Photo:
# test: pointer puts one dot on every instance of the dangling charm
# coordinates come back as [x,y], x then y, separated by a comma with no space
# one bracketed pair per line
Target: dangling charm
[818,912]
===============
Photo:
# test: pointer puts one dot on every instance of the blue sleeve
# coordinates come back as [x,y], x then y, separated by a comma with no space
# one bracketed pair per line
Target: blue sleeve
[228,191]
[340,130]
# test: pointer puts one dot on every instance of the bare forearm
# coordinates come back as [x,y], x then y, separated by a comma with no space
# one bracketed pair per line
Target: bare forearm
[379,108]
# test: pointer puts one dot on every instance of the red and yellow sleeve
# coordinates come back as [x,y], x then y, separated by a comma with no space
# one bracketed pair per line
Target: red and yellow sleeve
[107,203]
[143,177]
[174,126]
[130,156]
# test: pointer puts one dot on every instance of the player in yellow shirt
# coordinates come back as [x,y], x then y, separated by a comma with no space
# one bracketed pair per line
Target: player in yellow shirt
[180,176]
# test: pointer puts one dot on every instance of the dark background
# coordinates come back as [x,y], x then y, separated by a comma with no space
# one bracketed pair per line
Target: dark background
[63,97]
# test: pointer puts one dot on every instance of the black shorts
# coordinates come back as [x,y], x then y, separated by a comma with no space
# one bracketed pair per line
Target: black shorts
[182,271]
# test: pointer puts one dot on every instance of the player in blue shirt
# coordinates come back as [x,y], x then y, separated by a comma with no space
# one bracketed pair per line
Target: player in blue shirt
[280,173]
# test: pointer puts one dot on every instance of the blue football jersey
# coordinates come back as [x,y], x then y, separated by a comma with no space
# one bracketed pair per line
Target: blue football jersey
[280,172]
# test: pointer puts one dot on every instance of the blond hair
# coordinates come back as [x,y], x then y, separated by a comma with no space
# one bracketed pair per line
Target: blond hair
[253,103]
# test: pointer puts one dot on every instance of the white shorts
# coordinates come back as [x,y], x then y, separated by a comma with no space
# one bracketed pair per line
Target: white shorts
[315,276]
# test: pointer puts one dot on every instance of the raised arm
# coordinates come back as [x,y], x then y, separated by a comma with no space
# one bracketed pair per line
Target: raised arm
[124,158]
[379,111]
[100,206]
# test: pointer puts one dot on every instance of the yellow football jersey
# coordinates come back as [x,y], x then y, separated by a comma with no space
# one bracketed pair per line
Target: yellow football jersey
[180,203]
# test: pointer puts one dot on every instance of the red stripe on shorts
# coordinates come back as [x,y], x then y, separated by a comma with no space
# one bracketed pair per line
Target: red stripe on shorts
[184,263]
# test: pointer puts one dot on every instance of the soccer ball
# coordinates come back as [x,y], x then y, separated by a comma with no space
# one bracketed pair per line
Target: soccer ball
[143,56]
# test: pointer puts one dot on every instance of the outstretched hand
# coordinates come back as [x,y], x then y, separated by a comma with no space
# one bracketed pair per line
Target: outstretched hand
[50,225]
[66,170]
===============
→ **GIVEN REQUEST**: Pull out each line above that contains the word "hair" and copy it unchanged.

→ **THE OUTPUT**:
# test: pointer puts one dot on every instance of the blond hair
Target: blond hair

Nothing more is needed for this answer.